**** Source data ****
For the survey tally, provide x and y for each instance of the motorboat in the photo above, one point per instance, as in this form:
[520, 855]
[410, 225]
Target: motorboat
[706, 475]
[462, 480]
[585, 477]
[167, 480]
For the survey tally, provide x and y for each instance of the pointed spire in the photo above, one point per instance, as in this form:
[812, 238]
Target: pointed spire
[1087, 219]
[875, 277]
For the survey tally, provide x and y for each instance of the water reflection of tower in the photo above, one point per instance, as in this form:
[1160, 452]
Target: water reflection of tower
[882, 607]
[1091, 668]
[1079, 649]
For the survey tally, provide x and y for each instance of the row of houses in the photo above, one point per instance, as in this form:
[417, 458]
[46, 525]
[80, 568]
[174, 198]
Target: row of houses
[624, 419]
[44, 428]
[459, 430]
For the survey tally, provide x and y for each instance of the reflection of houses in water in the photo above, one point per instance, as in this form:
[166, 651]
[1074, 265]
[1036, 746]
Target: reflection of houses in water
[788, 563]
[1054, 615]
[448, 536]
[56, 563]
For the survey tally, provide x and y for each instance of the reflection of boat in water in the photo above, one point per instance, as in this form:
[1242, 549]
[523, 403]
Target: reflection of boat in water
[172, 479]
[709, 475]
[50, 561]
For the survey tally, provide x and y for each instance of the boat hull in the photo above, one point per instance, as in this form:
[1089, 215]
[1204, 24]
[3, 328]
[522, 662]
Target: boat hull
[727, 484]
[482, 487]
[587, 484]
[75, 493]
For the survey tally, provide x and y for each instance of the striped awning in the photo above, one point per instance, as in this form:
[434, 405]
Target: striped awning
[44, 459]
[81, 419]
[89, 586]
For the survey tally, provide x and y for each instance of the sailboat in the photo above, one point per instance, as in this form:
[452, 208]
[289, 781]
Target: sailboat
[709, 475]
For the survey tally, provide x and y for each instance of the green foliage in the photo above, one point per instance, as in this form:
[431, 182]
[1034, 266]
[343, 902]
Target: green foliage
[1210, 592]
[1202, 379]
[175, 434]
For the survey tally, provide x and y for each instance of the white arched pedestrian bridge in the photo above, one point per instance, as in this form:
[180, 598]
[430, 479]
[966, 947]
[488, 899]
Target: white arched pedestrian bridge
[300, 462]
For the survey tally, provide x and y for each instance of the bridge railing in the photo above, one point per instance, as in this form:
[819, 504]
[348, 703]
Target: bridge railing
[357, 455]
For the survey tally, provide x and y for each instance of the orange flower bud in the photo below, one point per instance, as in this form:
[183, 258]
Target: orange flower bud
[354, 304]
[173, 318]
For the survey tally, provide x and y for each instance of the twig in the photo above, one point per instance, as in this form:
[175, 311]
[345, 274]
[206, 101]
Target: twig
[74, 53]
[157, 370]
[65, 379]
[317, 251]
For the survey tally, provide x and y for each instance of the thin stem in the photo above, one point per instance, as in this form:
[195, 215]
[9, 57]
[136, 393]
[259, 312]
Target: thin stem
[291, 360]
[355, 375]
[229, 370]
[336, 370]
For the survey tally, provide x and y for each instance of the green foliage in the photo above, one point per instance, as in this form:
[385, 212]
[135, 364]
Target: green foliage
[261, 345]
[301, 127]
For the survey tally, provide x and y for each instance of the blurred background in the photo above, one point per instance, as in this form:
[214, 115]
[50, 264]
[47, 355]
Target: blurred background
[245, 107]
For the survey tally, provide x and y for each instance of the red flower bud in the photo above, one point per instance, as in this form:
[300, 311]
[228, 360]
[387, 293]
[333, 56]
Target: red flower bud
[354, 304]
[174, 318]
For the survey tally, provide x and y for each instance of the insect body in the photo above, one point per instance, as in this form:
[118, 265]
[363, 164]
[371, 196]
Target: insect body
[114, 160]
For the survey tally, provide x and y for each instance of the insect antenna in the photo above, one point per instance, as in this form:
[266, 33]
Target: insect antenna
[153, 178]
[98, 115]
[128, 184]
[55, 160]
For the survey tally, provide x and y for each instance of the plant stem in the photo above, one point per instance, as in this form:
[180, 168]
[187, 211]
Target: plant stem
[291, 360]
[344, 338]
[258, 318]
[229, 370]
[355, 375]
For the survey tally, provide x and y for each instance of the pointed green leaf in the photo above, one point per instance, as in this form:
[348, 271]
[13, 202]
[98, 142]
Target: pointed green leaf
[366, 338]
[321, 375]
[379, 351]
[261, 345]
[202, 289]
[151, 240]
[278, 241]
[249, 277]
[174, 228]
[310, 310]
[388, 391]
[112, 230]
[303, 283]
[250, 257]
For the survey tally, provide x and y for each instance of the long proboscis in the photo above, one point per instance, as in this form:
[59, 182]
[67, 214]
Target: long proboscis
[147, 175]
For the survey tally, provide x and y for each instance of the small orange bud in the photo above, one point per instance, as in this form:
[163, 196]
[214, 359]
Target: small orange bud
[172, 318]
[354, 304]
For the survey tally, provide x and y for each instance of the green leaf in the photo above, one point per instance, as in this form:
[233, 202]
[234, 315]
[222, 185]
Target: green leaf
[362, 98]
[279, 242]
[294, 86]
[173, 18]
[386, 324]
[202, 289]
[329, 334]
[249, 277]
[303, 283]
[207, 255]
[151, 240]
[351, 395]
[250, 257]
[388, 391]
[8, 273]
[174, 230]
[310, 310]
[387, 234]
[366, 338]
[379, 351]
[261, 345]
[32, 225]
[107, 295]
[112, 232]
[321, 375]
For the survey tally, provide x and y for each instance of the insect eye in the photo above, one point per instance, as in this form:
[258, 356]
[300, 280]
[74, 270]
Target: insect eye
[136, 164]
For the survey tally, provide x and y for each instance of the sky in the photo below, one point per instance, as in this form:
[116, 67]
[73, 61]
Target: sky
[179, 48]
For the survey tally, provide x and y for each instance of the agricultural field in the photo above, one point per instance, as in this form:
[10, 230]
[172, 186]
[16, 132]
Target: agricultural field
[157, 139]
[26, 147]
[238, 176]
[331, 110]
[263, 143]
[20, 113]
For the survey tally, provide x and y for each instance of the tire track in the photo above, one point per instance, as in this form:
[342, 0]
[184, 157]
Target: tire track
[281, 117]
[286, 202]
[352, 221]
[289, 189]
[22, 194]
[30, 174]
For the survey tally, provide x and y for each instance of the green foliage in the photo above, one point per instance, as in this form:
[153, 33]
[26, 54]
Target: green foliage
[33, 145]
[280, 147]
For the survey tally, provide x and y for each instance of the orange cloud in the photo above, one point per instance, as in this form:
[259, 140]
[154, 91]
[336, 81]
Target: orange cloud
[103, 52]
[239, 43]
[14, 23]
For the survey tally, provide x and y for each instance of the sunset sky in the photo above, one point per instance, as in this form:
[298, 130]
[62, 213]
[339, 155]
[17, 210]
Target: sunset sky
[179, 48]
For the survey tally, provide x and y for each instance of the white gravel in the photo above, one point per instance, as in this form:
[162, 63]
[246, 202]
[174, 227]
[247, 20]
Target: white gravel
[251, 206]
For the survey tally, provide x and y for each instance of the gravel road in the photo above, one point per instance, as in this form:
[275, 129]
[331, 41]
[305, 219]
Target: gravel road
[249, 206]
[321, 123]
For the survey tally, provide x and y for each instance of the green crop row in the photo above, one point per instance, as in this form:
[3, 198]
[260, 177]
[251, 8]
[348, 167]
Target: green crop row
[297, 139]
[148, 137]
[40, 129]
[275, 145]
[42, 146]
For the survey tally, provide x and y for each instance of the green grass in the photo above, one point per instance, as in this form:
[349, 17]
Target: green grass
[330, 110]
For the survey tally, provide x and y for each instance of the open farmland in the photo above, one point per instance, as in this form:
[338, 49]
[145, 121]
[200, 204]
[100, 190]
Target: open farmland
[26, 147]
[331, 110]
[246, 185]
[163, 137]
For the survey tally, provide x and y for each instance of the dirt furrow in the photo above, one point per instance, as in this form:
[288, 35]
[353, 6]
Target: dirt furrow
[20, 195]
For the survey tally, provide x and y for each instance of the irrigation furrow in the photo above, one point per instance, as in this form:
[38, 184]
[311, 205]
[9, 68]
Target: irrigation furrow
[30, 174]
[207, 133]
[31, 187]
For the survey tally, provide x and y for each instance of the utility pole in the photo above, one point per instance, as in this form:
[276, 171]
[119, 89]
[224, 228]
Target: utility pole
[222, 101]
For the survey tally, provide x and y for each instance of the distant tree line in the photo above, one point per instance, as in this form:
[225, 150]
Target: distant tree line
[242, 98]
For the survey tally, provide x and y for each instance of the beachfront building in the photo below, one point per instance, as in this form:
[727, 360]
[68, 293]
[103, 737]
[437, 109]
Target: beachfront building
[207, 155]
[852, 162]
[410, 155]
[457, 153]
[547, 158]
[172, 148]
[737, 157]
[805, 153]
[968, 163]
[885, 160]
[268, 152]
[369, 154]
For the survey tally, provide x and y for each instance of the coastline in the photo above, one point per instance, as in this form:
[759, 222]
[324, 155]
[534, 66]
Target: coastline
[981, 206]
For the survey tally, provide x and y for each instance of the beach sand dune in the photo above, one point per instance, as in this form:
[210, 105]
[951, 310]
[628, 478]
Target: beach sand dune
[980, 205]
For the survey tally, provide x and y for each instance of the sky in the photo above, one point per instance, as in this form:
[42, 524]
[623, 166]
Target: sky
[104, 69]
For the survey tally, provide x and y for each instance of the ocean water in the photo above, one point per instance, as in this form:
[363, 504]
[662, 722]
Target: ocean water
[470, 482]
****
Task description: Beginning at the line that contains "of the coastline", retype each line of the listing up to and including the last one, exactly as it stands, and nothing else.

Result of this exercise:
For the survey tally, provide x and y for each instance of the coastline in the photo above, one point per instance, as in this form:
[759, 222]
[324, 155]
[534, 66]
Target: coastline
[981, 206]
For the survey tally, provide x and y for each instance of the beach sand dune in the photo above, one point per instance, as in this form:
[210, 105]
[951, 310]
[628, 478]
Target: beach sand dune
[980, 205]
For the survey tally, provide x and y for each instance of the sky in the photo above, one point per instance, as in this form:
[42, 524]
[623, 166]
Target: sky
[104, 69]
For the survey tally, provide x and y for each instance of the ocean water in the photo above, one point per instance, as in this form:
[363, 504]
[662, 722]
Target: ocean water
[470, 482]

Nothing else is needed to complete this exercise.